TRAVAIL DEMANDÉ:
D'après le texte fourni, dans quelles circonstances Yves Esteban a-t-il rencontré l'inconnu auquel il se confie ?

TEXTE FOURNI:
• • •
Les Deux gouines – José Bénazéraf

Yves Esteban (Vicky Messica), avocat respecté, se confie à un inconnu (José Bénazéraf) rencontré trois mois plus tôt dans un avion à destination du Caire. Il lui livre le récit d’une chute annoncée. Marié et père de famille, Yves entretient depuis deux ans une liaison avec Florence (Claudine Beccarie), la femme de son ami d’enfance, Jacques Roy (André Chazel), notaire et homme politique. Mais le jour où il cède aux avances de Manon (Béatrice Harnois), la fille de Jacques et Florence, tout bascule. Entre désir, trahison et culpabilité, Yves va peu à peu perdre tout ce qui donnait un sens à sa vie.

José Bénazéraf met en scène un petit théâtre bourgeois du désir et de la chute, moral et social. Les Deux gouines s’inscrit pleinement dans la veine de José Bénazéraf, mais – contrairement à ce qu’affirme les spécialistes -, il ne s’agit pas de son premier film ouvertement pornographique. Le film est conçu comme un espace mental où le désir s’exprime dans toute sa violence, sa fragilité et ses contradictions. Le récit d’Yves Esteban, construit en flash-back à partir d’une confession, est un dispositif narratif cher au réalisateur : un homme face à lui-même, au bord du gouffre, se raconte comme on dissèque une existence déjà perdue. Cette narration en spirale, faite de culpabilité et de fascination, est le vecteur d’une réflexion sur la perte de soi et dans une certaine mesure sur les rapports de force.
• • •
DONNÉES BRUTES:
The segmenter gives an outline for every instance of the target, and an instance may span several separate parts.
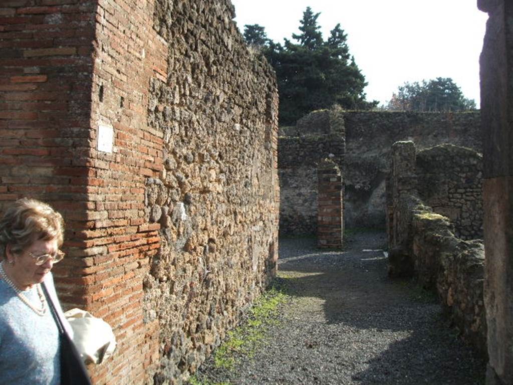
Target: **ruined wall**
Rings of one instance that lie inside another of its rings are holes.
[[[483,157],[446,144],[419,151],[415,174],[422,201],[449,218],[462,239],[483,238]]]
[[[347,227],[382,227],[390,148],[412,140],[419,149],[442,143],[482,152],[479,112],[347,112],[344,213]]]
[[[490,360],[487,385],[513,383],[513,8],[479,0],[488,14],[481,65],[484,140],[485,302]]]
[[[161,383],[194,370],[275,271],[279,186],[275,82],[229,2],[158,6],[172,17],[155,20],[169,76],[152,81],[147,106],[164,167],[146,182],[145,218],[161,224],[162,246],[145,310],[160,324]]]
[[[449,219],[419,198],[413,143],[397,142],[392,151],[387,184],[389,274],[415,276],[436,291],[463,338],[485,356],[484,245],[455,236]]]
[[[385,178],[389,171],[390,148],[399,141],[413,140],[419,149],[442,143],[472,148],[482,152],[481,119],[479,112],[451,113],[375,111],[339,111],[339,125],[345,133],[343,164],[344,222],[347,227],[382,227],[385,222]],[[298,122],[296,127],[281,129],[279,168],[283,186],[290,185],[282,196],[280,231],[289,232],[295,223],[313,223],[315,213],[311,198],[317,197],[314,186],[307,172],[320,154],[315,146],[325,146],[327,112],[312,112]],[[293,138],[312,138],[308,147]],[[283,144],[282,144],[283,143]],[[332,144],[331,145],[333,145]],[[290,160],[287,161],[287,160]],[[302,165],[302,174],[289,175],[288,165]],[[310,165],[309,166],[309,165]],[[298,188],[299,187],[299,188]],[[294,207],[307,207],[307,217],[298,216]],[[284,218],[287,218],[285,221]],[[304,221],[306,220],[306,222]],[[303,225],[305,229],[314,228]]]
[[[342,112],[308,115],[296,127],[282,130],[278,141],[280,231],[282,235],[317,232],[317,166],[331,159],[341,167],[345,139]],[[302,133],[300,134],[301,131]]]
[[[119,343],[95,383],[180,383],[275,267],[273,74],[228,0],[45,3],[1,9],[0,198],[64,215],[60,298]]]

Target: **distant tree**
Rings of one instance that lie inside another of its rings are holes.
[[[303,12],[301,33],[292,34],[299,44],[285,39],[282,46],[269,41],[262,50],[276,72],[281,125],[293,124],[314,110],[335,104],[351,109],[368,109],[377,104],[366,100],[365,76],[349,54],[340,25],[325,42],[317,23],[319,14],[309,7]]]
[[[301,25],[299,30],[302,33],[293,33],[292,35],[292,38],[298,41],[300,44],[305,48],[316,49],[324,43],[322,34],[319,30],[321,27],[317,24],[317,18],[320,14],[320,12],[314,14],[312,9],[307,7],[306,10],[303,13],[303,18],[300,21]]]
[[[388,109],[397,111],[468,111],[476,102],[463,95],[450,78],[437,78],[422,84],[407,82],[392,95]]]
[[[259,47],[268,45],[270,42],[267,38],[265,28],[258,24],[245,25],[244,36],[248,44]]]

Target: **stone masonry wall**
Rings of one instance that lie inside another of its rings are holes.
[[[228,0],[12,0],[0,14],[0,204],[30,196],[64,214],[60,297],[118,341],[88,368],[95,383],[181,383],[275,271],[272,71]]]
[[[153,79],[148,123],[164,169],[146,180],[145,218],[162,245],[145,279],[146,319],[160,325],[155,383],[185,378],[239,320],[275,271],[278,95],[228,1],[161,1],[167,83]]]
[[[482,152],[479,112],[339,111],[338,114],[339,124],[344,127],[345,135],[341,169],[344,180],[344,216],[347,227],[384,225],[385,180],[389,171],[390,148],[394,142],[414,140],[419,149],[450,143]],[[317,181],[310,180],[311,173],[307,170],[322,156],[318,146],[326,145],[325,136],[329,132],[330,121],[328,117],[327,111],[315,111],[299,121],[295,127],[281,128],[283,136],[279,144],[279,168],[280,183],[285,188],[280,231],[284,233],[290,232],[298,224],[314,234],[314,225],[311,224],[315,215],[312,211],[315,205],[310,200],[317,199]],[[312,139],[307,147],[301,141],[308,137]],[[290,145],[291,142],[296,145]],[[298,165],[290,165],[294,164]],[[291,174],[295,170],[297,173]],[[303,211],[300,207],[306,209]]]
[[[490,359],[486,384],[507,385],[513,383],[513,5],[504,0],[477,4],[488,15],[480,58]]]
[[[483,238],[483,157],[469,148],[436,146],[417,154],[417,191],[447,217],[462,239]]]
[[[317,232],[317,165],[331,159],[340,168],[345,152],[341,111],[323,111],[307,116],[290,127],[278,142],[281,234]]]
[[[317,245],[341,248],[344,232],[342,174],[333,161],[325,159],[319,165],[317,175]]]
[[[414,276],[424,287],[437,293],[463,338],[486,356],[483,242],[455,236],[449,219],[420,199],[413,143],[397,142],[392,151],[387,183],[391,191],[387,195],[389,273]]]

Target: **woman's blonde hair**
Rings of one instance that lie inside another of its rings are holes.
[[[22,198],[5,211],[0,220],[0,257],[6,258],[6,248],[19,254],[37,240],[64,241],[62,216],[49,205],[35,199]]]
• • •
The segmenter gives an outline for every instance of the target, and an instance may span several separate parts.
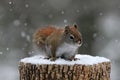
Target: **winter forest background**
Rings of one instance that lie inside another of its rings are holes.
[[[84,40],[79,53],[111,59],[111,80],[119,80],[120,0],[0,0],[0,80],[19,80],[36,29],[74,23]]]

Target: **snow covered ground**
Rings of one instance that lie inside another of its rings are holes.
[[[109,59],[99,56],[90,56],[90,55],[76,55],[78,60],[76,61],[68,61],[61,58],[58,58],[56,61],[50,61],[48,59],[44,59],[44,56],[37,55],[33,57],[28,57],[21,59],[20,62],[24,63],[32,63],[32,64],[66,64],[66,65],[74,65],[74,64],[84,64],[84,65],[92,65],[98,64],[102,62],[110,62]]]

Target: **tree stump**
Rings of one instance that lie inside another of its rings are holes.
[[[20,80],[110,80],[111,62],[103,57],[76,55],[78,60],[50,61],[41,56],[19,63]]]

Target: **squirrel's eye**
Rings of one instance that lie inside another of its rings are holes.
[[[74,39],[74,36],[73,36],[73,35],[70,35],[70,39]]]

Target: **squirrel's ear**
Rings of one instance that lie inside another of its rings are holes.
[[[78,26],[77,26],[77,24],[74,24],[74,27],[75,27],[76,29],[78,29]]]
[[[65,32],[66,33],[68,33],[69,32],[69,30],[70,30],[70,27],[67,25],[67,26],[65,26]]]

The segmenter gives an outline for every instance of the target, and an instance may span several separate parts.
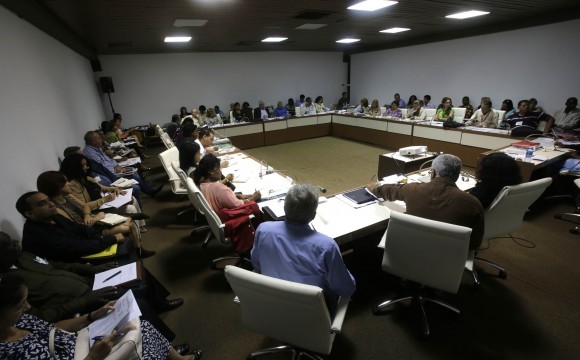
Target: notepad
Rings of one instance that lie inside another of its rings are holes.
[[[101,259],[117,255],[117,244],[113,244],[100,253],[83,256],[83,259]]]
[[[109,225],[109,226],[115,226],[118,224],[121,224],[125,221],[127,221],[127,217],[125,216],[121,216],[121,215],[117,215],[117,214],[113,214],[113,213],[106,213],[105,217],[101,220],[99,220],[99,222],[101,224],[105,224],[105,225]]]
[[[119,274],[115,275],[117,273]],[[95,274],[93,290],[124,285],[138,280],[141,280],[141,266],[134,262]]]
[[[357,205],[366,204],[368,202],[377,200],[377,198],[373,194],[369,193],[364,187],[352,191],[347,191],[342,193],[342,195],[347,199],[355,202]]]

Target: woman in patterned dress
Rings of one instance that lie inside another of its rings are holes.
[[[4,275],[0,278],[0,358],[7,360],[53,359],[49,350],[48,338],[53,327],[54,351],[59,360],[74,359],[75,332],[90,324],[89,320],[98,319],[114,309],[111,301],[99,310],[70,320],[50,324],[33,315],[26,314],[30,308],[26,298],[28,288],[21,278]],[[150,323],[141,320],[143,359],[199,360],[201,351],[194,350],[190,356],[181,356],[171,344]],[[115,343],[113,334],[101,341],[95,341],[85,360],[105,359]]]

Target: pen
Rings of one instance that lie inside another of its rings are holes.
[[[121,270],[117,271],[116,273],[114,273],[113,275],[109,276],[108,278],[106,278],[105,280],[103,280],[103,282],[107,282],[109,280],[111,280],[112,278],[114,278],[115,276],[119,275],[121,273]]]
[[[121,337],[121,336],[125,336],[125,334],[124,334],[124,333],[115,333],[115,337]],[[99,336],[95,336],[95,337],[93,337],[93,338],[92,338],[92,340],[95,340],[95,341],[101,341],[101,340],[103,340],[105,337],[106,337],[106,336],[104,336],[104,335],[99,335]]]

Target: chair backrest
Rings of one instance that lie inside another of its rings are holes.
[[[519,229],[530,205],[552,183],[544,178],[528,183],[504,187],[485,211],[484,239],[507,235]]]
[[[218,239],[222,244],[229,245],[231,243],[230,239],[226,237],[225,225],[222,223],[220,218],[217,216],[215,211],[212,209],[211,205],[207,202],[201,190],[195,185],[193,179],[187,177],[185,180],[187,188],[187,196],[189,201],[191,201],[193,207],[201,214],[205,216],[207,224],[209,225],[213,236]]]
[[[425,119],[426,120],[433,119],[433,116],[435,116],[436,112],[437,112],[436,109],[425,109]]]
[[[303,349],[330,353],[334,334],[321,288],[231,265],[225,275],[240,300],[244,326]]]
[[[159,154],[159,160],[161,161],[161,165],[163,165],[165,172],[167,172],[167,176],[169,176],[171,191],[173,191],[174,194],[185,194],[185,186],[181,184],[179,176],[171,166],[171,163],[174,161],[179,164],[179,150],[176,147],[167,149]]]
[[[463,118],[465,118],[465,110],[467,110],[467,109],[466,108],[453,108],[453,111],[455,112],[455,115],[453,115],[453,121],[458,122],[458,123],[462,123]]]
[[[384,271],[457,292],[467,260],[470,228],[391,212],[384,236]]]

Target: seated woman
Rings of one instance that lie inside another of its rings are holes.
• • •
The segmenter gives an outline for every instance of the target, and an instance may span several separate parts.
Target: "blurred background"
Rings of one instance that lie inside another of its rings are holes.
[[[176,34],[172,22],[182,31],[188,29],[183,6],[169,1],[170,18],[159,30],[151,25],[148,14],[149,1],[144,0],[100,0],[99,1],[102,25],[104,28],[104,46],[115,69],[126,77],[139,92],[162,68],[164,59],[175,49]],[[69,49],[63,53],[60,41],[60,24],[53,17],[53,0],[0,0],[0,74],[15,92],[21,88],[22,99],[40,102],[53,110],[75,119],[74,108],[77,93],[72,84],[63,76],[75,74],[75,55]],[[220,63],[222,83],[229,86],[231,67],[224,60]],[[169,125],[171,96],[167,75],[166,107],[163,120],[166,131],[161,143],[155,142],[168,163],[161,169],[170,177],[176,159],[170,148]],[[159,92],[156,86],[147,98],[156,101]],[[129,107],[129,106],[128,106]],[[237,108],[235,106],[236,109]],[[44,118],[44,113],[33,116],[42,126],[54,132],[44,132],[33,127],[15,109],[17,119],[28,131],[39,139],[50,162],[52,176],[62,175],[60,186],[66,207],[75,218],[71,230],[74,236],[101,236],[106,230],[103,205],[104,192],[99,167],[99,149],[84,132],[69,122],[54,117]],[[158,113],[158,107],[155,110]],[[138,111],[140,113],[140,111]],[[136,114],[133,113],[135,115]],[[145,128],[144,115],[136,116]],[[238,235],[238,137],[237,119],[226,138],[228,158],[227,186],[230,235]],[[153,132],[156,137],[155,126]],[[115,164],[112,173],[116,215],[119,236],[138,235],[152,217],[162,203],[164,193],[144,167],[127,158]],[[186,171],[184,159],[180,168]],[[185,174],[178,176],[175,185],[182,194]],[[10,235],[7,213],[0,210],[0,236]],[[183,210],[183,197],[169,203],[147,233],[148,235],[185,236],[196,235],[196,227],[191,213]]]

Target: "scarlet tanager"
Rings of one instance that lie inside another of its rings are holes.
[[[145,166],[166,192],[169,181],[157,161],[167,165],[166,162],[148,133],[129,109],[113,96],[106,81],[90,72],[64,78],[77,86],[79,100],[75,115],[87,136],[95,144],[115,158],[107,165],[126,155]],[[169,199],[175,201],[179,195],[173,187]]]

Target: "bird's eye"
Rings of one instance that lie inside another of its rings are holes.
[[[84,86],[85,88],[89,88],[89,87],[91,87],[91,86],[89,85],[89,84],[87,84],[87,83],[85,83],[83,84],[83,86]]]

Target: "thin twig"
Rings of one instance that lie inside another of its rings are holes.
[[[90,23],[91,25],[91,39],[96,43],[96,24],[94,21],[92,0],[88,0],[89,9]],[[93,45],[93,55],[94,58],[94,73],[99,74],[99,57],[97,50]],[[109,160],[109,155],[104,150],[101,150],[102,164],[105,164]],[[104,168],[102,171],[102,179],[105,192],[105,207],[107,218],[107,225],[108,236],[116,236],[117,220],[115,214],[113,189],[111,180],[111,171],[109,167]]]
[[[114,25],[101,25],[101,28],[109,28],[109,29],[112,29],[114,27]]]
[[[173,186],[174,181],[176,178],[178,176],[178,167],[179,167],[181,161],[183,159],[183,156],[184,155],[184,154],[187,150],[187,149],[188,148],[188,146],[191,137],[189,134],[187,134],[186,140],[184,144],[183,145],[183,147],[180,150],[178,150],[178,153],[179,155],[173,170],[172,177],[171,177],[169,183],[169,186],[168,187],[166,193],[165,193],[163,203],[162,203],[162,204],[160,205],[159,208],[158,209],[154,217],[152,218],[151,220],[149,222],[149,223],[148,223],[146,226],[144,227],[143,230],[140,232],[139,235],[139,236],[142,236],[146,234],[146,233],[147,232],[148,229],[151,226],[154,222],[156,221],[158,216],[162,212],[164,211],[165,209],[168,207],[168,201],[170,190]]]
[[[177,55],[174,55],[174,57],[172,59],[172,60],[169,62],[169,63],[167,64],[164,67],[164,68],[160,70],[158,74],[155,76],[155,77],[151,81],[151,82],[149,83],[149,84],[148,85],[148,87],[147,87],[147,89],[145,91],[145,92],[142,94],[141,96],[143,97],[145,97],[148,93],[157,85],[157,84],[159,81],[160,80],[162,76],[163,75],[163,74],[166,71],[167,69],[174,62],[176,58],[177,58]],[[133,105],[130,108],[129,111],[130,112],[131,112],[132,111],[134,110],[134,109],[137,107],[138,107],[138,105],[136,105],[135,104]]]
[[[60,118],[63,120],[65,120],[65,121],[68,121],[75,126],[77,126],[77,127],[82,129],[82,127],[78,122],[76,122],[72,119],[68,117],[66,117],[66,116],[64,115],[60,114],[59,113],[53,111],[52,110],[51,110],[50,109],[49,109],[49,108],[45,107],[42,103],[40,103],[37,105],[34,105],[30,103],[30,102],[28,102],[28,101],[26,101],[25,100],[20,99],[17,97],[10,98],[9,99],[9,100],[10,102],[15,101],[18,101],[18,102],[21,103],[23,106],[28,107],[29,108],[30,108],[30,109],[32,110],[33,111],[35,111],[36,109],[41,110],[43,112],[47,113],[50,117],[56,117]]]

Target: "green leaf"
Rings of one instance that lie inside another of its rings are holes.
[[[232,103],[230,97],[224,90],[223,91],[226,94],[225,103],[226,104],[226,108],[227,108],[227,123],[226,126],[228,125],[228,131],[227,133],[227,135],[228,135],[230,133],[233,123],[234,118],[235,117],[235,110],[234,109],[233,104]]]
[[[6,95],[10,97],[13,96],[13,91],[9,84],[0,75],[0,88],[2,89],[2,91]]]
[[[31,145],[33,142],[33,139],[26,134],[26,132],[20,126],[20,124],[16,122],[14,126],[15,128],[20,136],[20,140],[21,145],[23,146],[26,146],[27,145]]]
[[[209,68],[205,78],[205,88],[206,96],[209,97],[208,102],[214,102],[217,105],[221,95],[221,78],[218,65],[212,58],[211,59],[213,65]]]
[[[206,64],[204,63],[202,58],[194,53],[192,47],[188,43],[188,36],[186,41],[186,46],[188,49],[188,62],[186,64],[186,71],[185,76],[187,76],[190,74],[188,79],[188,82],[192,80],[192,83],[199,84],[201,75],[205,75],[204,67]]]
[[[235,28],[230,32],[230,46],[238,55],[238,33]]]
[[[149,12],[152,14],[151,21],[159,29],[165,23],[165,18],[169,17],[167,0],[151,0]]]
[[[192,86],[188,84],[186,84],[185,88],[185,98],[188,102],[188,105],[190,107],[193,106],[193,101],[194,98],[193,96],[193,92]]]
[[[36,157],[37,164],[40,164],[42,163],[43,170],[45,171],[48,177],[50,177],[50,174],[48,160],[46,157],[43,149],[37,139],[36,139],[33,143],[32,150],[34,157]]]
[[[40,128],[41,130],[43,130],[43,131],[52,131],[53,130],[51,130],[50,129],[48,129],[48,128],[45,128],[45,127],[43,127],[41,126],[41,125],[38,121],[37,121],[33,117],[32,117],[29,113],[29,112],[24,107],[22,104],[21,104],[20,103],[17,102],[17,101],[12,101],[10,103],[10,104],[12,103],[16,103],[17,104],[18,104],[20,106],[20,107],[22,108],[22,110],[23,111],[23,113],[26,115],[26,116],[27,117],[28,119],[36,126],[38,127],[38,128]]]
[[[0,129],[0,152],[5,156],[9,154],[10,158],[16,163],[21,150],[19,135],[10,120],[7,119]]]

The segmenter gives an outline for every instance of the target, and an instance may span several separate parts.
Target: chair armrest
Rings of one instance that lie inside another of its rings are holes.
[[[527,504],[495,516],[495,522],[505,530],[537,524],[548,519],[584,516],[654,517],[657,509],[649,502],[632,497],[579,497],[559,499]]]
• • •
SOLUTION PROPOSÉE:
Il l'a rencontré trois mois plus tôt, dans un avion à destination du Caire.